■ TEKS BACAAN ■

|---|

Tumenggung Dipayuda III
R. Tumenggung Dipayuda adalah putra ke-3 dari Kyai
Arsakusuma yang berganti nama menjadi Kyai Arsantaka dengan istri yang bernama
Nyai Merden. Banyak babad atau cerita tentang berdirinya sebuah pusat kekuasaan
kabupaten Purbalingga, dimana Kyai Arsantaka disebut-sebut sebagai cikal
bakal berdirinya kabupaten Purbalingga. Dari perkawinannya dengan Nyai Merden,
Kyai Arsantaka dikaruniai 5 orang putera, yakni: Nyai Arsamenggala, Kyai
Dipayuda I, Kyai Arsayuda, Mas Ranamenggala dan terakhir adalah Nyai
Pancaprana.
Sebelum menjadi Bupati Purbalingga, Kyai Arsayuda adalah
menantu dari Tumenggung Yudanegara II ( 1728-1759) yang kemudian diangkat
sebagai Bupati Banyumas, selanjutnya diangkat sebagai Bupati Purbalingga
bergelar Ngabehi Dipayuda III.
Pada masa kekuasaan R. Tumenggung Dipayuda III,
pemerintahannya dianggap monumental karena desa Purbalingga di jadikan sebagai
Ibukota kabupaten yang sebelumnya berada di Karang lewas.
2. R.
Tumenggung Dipakusuma I]]
R. Tumenggung Dipakusuma adalah putra dari Ngabehi
Dipayuda III dengan istri ke-3 yang bernama Nyai Tegal Pingen (putri dari Kyai
Singayuda dan cucu dari Pangeran Mahdum Wali Prakosa, Pekiringan). Dari
perkawinan tersebut, R. Ngabehi Dipayuda III dikaruniai 5 orang putra, yakni;
pertama Raden Tumenggung Dipakusuma I yang kemudian menjadi Bupati
Purbalingga menggantikan Ngabehi Dipayuda III, kedua Raden Dipawikrama yang
kemudian menjadi Ngabehi Dayuh Luhur, ketiga R. Kertasana yang kemudian
diangkat menjadi Patih purbalingga, keempat R. Nganten Mertakusuma dan kelima
Kyai Kertadikrama yang kemudian diangkat menjadi Demang Purbalingga.
3.
R. Tumenggung Bratasoedira (24 Juni 1830)
R. Tumenggung Bratasoedira adalah putra dari R.
Tumenggung Dipakusuma I dengan Raden Ayu Angger, puteri Pangeran Aria Prabu
Amijaya yang berarti cucu dari Mangkunegara I. Dengan perkawanan
tersebut, R. Tumenggung Dipakusuma I dikaruniai 4 putra, yakni; pertama Raden
Mas Tumenggung Bratasoedira ( Raden Mas Danukusuma), Kedua Raden Mas Bratakusuma,
ketiga Raden Mas Tumenggung Dipakusuma II ( Raden Mas Taruna Kusuma I),
dan keempat adalah Raden Ayu Suryaningrat.

|---|

■ DAFTAR YANG DITAMPILKAN ■
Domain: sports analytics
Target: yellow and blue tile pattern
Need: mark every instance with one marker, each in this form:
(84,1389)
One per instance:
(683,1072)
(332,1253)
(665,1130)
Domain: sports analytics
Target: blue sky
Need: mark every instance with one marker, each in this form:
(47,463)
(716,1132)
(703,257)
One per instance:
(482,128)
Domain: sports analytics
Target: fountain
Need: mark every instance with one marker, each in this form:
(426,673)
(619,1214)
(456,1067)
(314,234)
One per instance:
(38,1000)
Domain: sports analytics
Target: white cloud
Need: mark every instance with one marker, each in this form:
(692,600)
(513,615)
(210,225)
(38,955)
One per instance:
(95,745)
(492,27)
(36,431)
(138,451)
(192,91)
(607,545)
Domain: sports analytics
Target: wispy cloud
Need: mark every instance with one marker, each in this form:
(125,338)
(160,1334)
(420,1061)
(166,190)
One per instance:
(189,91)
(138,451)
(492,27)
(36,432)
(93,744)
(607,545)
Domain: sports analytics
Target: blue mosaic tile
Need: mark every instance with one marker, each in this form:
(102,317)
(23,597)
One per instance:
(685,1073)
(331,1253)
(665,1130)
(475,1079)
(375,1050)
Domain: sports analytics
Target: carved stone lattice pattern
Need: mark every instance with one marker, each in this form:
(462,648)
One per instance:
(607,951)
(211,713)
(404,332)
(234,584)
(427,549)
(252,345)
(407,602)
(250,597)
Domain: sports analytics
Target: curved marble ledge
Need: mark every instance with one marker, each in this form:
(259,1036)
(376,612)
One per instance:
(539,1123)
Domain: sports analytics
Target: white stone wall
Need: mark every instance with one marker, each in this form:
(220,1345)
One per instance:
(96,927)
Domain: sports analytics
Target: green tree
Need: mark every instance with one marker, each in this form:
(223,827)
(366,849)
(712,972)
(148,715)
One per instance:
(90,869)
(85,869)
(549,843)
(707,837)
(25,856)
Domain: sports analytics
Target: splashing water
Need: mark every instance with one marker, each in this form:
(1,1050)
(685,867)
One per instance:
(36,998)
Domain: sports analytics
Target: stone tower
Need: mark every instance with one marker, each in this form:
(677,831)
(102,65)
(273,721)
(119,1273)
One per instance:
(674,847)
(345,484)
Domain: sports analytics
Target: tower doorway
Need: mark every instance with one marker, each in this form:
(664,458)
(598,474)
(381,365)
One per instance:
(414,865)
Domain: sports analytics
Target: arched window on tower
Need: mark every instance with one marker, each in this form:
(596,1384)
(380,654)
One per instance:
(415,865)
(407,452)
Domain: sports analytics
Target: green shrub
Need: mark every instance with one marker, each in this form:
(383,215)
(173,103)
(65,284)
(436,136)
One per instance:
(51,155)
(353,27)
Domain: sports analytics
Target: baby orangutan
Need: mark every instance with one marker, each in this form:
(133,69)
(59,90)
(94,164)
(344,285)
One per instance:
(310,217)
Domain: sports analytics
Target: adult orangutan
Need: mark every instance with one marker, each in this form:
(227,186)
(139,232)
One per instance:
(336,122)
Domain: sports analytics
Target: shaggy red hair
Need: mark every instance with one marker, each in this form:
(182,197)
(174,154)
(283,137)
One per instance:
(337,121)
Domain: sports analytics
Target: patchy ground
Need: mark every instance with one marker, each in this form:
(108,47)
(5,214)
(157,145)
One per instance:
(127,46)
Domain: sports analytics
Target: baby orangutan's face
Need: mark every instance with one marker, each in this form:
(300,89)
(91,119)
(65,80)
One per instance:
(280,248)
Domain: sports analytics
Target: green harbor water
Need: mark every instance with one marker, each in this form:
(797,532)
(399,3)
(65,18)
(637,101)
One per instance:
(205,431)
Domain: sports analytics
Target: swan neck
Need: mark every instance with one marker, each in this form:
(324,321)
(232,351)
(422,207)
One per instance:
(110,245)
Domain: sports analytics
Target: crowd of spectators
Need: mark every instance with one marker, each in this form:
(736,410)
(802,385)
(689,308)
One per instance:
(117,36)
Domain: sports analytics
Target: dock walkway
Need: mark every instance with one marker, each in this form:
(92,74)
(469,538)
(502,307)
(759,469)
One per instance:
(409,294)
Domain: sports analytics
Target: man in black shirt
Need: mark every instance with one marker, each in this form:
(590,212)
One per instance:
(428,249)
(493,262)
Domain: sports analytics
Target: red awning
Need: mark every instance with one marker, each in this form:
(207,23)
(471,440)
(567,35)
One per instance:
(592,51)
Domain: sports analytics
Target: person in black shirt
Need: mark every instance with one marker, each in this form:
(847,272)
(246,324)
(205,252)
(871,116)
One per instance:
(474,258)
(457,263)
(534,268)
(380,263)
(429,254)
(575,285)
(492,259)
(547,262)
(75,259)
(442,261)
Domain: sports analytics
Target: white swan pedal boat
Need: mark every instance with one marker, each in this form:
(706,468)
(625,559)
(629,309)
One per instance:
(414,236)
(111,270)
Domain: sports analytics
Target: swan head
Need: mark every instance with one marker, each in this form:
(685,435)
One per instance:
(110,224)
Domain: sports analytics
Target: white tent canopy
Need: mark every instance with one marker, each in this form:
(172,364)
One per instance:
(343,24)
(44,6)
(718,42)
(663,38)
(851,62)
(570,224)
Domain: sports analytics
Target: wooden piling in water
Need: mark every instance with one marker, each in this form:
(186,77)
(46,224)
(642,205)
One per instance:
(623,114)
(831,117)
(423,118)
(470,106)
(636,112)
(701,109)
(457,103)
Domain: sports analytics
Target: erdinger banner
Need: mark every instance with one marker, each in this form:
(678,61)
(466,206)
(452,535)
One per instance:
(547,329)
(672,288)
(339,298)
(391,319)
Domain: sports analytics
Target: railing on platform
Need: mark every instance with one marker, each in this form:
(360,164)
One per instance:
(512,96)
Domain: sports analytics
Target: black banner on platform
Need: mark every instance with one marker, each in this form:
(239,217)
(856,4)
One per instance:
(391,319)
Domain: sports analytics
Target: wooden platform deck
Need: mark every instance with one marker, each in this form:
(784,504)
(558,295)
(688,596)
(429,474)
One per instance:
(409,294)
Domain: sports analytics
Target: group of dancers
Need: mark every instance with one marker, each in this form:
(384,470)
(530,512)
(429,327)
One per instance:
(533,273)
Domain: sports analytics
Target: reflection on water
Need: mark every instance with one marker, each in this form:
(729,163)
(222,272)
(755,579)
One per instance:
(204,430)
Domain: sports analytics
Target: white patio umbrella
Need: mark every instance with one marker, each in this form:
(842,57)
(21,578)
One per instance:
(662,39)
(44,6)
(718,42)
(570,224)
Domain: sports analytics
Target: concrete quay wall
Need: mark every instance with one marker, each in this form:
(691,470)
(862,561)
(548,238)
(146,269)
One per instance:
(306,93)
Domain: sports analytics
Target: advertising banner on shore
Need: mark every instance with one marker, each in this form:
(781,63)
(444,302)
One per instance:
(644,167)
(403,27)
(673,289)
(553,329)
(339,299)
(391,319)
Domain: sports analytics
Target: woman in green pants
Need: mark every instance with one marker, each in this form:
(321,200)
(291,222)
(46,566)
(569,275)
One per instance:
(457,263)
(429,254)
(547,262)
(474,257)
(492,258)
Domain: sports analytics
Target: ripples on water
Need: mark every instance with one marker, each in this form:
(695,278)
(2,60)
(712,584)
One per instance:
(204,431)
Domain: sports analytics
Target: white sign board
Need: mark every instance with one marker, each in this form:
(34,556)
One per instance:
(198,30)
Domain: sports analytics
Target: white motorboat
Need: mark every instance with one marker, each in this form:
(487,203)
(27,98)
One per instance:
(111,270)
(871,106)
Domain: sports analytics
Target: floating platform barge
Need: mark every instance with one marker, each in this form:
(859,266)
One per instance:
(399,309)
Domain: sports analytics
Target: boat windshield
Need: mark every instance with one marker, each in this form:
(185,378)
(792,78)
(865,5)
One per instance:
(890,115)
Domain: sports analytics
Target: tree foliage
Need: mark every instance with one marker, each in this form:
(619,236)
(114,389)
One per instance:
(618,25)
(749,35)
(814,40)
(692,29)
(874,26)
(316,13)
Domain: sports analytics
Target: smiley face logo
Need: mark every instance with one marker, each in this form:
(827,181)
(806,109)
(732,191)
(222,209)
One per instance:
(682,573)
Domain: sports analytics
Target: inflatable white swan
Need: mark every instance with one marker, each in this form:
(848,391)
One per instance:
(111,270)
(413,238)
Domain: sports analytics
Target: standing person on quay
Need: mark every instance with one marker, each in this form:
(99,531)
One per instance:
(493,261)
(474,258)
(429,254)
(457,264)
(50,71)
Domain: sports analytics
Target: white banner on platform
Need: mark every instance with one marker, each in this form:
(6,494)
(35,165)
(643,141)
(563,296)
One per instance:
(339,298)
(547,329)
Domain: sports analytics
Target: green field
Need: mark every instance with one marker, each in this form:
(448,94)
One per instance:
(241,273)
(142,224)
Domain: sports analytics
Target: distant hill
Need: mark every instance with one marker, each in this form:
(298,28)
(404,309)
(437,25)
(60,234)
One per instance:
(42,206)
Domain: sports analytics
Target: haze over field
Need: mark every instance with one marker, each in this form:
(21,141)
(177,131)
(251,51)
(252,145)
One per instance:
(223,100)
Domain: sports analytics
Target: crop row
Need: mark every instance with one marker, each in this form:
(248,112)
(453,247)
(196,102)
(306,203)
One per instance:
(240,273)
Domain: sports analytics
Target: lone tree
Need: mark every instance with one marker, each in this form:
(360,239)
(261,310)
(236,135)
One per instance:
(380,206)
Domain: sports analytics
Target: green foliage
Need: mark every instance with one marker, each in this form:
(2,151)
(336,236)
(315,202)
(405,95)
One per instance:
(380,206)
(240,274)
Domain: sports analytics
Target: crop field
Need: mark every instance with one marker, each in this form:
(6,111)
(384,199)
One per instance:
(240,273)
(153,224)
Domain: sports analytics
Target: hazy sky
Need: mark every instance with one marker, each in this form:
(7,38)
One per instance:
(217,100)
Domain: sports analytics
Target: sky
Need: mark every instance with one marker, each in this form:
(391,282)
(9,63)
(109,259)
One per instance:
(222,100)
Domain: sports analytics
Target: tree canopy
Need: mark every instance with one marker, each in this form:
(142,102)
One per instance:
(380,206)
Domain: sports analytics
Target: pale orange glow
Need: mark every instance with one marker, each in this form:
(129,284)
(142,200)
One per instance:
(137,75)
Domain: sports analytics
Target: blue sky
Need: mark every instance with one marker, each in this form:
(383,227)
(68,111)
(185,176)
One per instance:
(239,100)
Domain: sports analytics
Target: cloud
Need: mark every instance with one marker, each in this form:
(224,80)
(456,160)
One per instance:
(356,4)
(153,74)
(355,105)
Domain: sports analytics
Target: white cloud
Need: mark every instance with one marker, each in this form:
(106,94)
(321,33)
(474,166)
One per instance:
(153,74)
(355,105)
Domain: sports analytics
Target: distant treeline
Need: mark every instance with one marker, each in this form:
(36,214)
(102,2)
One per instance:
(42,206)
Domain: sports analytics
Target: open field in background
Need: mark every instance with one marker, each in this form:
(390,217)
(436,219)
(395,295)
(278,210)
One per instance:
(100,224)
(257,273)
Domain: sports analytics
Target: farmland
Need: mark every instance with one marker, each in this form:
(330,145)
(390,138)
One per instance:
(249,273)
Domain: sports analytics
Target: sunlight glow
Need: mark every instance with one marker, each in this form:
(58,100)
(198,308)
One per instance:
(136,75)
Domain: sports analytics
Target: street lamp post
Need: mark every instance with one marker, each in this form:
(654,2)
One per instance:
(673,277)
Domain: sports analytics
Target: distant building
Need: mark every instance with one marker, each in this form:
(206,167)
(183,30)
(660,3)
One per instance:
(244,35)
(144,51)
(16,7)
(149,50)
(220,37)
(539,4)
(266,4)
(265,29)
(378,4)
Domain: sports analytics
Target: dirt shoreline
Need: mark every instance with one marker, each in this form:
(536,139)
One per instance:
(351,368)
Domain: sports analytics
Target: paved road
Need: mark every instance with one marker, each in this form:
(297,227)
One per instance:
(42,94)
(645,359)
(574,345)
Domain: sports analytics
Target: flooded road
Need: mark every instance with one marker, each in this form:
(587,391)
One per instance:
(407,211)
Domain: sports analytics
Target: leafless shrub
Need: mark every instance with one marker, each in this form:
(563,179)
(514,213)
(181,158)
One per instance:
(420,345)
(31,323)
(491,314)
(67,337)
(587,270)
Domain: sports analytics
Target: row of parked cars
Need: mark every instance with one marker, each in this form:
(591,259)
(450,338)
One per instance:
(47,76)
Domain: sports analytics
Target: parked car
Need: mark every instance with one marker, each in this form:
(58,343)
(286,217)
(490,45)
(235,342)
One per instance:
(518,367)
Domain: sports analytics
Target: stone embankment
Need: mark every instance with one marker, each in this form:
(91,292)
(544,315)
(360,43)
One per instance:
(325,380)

|---|

■ PETUNJUK ■
Menurut teks bacaan tentang para bupati Purbalingga, di mana ibu kota kabupaten berada sebelum desa Purbalingga dijadikan ibu kota pada masa R. Tumenggung Dipayuda III?

■ JAWABAN TERTULIS ■
Di Karang lewas.